%%

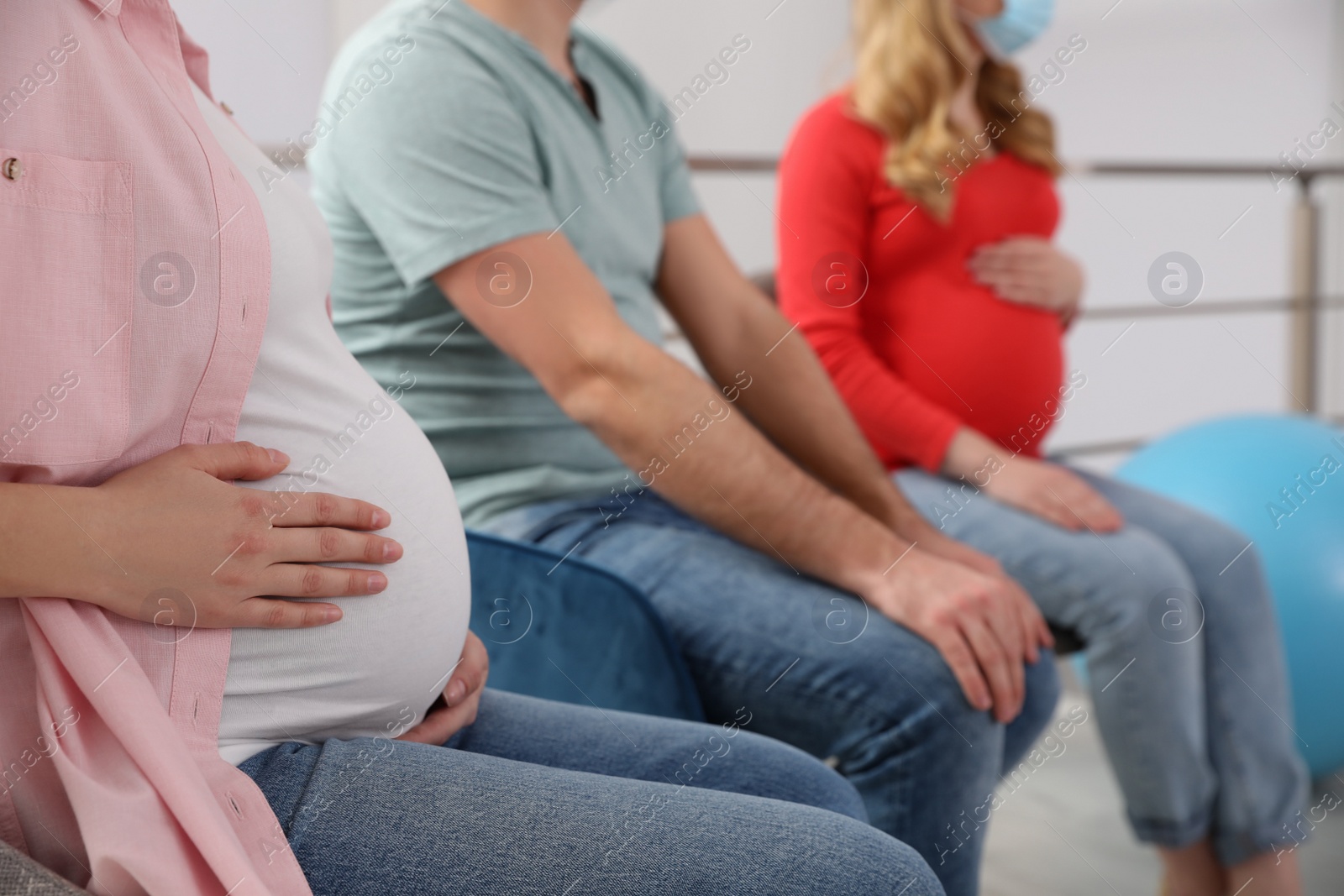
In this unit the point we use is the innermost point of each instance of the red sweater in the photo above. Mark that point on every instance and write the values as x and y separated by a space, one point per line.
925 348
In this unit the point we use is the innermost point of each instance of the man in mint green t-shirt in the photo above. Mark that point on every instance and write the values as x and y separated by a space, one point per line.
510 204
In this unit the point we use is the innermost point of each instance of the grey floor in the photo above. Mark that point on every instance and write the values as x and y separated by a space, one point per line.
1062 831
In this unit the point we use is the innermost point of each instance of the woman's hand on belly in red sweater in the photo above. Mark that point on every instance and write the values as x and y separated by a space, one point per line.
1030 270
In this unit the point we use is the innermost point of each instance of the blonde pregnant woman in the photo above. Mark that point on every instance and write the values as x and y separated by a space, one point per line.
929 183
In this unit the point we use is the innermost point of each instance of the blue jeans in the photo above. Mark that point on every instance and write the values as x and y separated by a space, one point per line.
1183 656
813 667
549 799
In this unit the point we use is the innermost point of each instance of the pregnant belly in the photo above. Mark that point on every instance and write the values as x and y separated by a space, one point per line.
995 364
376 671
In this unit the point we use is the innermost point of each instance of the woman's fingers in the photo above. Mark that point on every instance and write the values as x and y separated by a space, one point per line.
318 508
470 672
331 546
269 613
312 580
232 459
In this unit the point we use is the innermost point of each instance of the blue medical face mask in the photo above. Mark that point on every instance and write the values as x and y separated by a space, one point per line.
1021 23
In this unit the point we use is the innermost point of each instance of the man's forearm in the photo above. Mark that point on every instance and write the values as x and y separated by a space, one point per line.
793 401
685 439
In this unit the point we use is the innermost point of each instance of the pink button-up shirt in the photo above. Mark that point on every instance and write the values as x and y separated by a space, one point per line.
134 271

%%

GOAL
Please copy the records above word for word, omitting the pictures.

THE RESPONSE
In this unit the point we use is the innermost point of each instance of the red sweater in the photo above. Mark that point on every instance and write the values as x and y separated by a space, one point per line.
925 348
In this unit the point we use is the innermost point of each instance of the man in mint green t-shirt in the photo above. Mark that point on every instance and write the values as x and y separated by a space, one point per line.
510 204
In this unit the point we use is the innermost point of each instance of the grey floor in the photo above. Mark that point on every instance and write the values as x and y separated by a space, one point per line.
1062 831
In this unit the point we use is the innermost point of each instance of the woman's hand on belly in red sweater in the photo above. Mark that point on every instance and write the values as x and y separated by a space, one point per line.
1030 270
In this unit the point we use is the innermost point of each instance of the blonde pregnant woman in the photo above. Mark that point on every instance and write the values as x and y separated by a space, one point per line.
929 183
In this unit the point we use is the innermost point of each instance of the blue jeans in the photo above. Mark that point on every instance and write the values as x and y separated by a space, one point per line.
1183 656
813 667
549 799
In this unit the point we use is the innermost point of each instance of the pregnant belly in the photo above. Mark that point on every instance and write the values as x and y separated by a space, one point per line.
995 364
376 671
In this unit the point we use is the innermost point of each instance of the woman's fingers in the photo above. Mark that point on every instance and write the values as x and y separated by a space, one point per line.
318 508
470 672
331 546
269 613
312 580
232 459
In this unit the point we use is the innermost point of each instance of the blue medical face mask in the photo above. Mark that point on every instance and write the values as x and y separated by a space, one point per line.
1021 23
In this unit the point we use is the innermost point of each instance of the man's forearm in the photo above. Mark that point on every instance and write the values as x and y separated by a space, one point per line.
793 401
685 439
In this unit the point we use is the innermost point of each instance of the pink button-up shirt in the photo above. Mark that point on every instance and write the values as x and y separated by a space, one point per line.
134 271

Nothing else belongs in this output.